Reproduce, character for character, the lines of the material between the line holding "slope, your assistance would be valued." and the line holding "M 373 81 L 332", inclusive.
Start of RECORDS FOR THE TASK
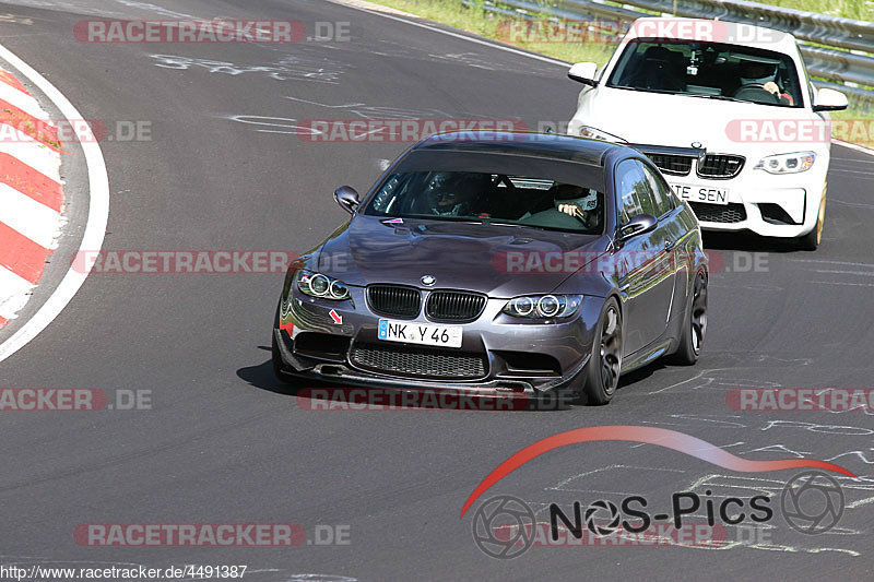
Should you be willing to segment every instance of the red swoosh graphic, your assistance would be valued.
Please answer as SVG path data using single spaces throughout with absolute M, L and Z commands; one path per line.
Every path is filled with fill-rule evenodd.
M 834 471 L 835 473 L 842 473 L 853 478 L 858 478 L 843 467 L 827 463 L 825 461 L 815 461 L 813 459 L 784 459 L 781 461 L 749 461 L 741 459 L 728 451 L 723 451 L 716 444 L 711 444 L 706 440 L 677 432 L 676 430 L 668 430 L 666 428 L 641 427 L 641 426 L 595 426 L 577 428 L 568 430 L 567 432 L 559 432 L 543 440 L 539 440 L 533 444 L 529 444 L 518 453 L 513 454 L 495 470 L 489 473 L 486 478 L 473 490 L 464 507 L 461 510 L 461 516 L 470 509 L 474 501 L 482 496 L 486 489 L 495 485 L 497 482 L 524 465 L 532 459 L 536 459 L 541 454 L 565 447 L 566 444 L 575 444 L 577 442 L 592 442 L 602 440 L 622 440 L 631 442 L 645 442 L 647 444 L 657 444 L 665 449 L 673 449 L 681 453 L 695 456 L 702 461 L 713 463 L 723 468 L 737 471 L 741 473 L 763 473 L 765 471 L 780 471 L 782 468 L 802 468 L 815 467 L 824 468 L 826 471 Z

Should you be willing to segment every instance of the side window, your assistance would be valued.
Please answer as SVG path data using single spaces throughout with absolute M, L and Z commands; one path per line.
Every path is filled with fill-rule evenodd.
M 616 168 L 616 188 L 621 225 L 627 224 L 636 214 L 658 216 L 652 189 L 639 162 L 626 159 L 619 163 Z
M 657 218 L 661 218 L 676 207 L 674 193 L 671 191 L 671 187 L 668 186 L 668 182 L 653 171 L 652 168 L 646 164 L 641 165 L 643 166 L 643 174 L 647 175 L 647 181 L 652 191 L 652 200 L 656 203 L 656 212 L 653 212 L 652 215 Z

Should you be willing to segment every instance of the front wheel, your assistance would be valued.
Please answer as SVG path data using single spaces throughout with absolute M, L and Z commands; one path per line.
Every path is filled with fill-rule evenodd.
M 598 320 L 592 355 L 586 367 L 583 393 L 589 404 L 609 403 L 616 392 L 622 371 L 622 312 L 619 304 L 611 297 L 604 304 Z

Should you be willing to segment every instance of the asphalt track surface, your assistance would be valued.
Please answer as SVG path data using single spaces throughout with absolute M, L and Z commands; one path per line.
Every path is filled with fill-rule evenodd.
M 570 117 L 578 86 L 562 67 L 327 2 L 189 0 L 3 2 L 0 41 L 91 119 L 150 120 L 152 140 L 104 143 L 111 205 L 106 249 L 304 251 L 346 214 L 331 192 L 366 189 L 403 144 L 316 144 L 234 116 Z M 346 43 L 83 45 L 87 17 L 350 22 Z M 29 23 L 27 23 L 29 19 Z M 164 55 L 165 57 L 156 57 Z M 166 60 L 172 56 L 173 61 Z M 233 63 L 186 68 L 204 59 Z M 162 67 L 162 64 L 164 67 Z M 168 68 L 170 67 L 170 68 Z M 239 72 L 251 67 L 268 68 Z M 275 73 L 275 74 L 274 74 Z M 353 105 L 358 104 L 358 105 Z M 388 109 L 379 109 L 388 108 Z M 274 120 L 275 121 L 275 120 Z M 293 121 L 281 121 L 294 123 Z M 286 130 L 287 131 L 287 130 Z M 697 366 L 652 366 L 610 406 L 559 412 L 300 409 L 273 380 L 270 324 L 282 275 L 92 275 L 38 337 L 0 365 L 2 387 L 152 391 L 149 411 L 2 416 L 3 563 L 245 563 L 264 581 L 448 579 L 864 580 L 874 569 L 874 423 L 863 412 L 742 413 L 733 388 L 872 385 L 874 158 L 832 150 L 824 242 L 766 245 L 758 270 L 713 273 Z M 708 237 L 730 266 L 763 244 Z M 761 263 L 759 263 L 761 265 Z M 0 337 L 0 338 L 4 338 Z M 746 460 L 828 460 L 839 526 L 803 535 L 777 512 L 769 542 L 728 549 L 532 548 L 513 560 L 477 549 L 468 496 L 510 454 L 598 425 L 678 430 Z M 489 489 L 542 511 L 711 489 L 749 497 L 794 472 L 723 470 L 653 446 L 594 442 L 532 461 Z M 697 485 L 696 485 L 697 484 Z M 482 501 L 482 499 L 481 499 Z M 480 501 L 477 501 L 479 503 Z M 779 501 L 778 501 L 779 503 Z M 476 506 L 474 506 L 476 507 Z M 349 545 L 296 548 L 92 548 L 82 523 L 349 525 Z M 304 578 L 304 574 L 312 574 Z

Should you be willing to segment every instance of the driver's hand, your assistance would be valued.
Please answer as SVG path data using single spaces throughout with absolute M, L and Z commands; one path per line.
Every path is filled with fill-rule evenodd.
M 576 204 L 558 204 L 558 212 L 564 212 L 565 214 L 569 214 L 570 216 L 577 215 L 577 205 Z
M 768 93 L 772 93 L 775 95 L 779 95 L 780 94 L 780 87 L 778 87 L 777 83 L 775 83 L 773 81 L 768 81 L 767 83 L 761 85 L 761 88 L 764 88 Z

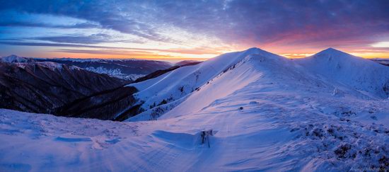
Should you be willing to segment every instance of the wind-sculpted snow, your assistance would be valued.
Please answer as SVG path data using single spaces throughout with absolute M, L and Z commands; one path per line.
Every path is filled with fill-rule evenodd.
M 0 110 L 0 169 L 388 170 L 389 99 L 370 76 L 387 67 L 333 51 L 316 64 L 250 49 L 130 84 L 136 122 Z

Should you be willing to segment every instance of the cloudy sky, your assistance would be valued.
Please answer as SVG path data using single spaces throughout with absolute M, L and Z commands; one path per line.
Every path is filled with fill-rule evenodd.
M 389 58 L 389 1 L 0 0 L 0 56 L 198 59 L 257 47 Z

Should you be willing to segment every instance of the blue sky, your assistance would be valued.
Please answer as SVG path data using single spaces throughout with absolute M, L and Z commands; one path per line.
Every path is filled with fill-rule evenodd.
M 2 1 L 0 55 L 197 59 L 257 47 L 389 57 L 388 1 Z

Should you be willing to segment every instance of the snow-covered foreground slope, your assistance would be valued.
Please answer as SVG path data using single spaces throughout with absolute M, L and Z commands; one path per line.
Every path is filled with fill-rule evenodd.
M 373 81 L 332 79 L 301 63 L 250 49 L 132 84 L 145 108 L 167 100 L 135 119 L 153 117 L 147 113 L 158 107 L 173 108 L 158 120 L 117 122 L 0 110 L 0 169 L 388 169 L 389 100 L 359 87 Z M 388 71 L 371 68 L 381 75 Z M 208 130 L 214 133 L 209 146 L 201 137 Z

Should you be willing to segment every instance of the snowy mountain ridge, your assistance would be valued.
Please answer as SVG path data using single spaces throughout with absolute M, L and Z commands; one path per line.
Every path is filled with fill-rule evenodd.
M 388 70 L 333 49 L 251 48 L 124 87 L 143 110 L 129 122 L 0 110 L 0 169 L 385 170 Z
M 238 64 L 240 64 L 237 65 Z M 259 74 L 267 76 L 273 82 L 279 81 L 279 83 L 285 83 L 289 81 L 285 84 L 294 86 L 294 88 L 301 86 L 308 89 L 308 86 L 322 86 L 328 93 L 334 93 L 335 91 L 336 96 L 348 93 L 352 96 L 382 98 L 388 98 L 389 95 L 389 69 L 369 60 L 332 48 L 306 59 L 294 60 L 258 48 L 250 48 L 243 52 L 227 53 L 198 65 L 182 67 L 144 82 L 129 84 L 139 90 L 134 96 L 140 100 L 142 108 L 146 110 L 129 120 L 144 120 L 149 117 L 156 119 L 161 114 L 174 109 L 191 94 L 197 94 L 195 92 L 199 89 L 212 84 L 212 81 L 217 79 L 219 75 L 231 69 L 233 69 L 233 71 L 240 70 L 236 68 L 242 64 L 245 64 L 242 67 L 242 74 L 236 74 L 238 76 L 227 74 L 228 76 L 226 76 L 225 79 L 243 78 L 243 75 L 247 75 L 247 81 L 250 79 L 255 81 L 257 79 L 255 76 Z M 339 69 L 341 67 L 343 69 Z M 245 73 L 244 71 L 248 69 L 253 69 L 255 71 Z M 290 81 L 291 79 L 295 81 Z M 227 85 L 231 84 L 233 85 L 233 83 Z M 213 92 L 223 90 L 224 93 L 231 93 L 229 91 L 234 90 L 231 86 L 228 86 L 228 90 L 222 89 L 223 86 L 215 86 Z M 202 96 L 207 98 L 206 99 L 208 101 L 200 98 L 201 96 L 193 100 L 211 103 L 209 101 L 214 99 L 208 98 L 209 96 L 207 95 L 211 94 L 207 93 Z M 199 105 L 199 107 L 206 105 L 199 102 L 193 104 Z M 186 111 L 187 108 L 185 107 Z

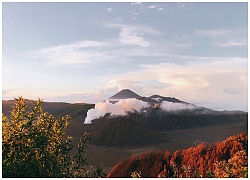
End of RECORDS FOR THE TASK
- [RESPONSE]
Should you be willing to segment every instance of the snow-covered foreground slope, your assistance would be valued.
Please answer as SVG path data using single spaces throughout with absolute M, L and Z commands; one path per line.
Every path is filled with fill-rule evenodd.
M 373 81 L 332 79 L 301 63 L 250 49 L 132 84 L 145 108 L 167 100 L 135 119 L 153 117 L 147 113 L 158 107 L 173 108 L 158 120 L 117 122 L 0 110 L 0 169 L 388 169 L 389 100 L 359 87 Z M 388 71 L 371 68 L 381 75 Z M 208 130 L 214 133 L 209 146 L 201 137 Z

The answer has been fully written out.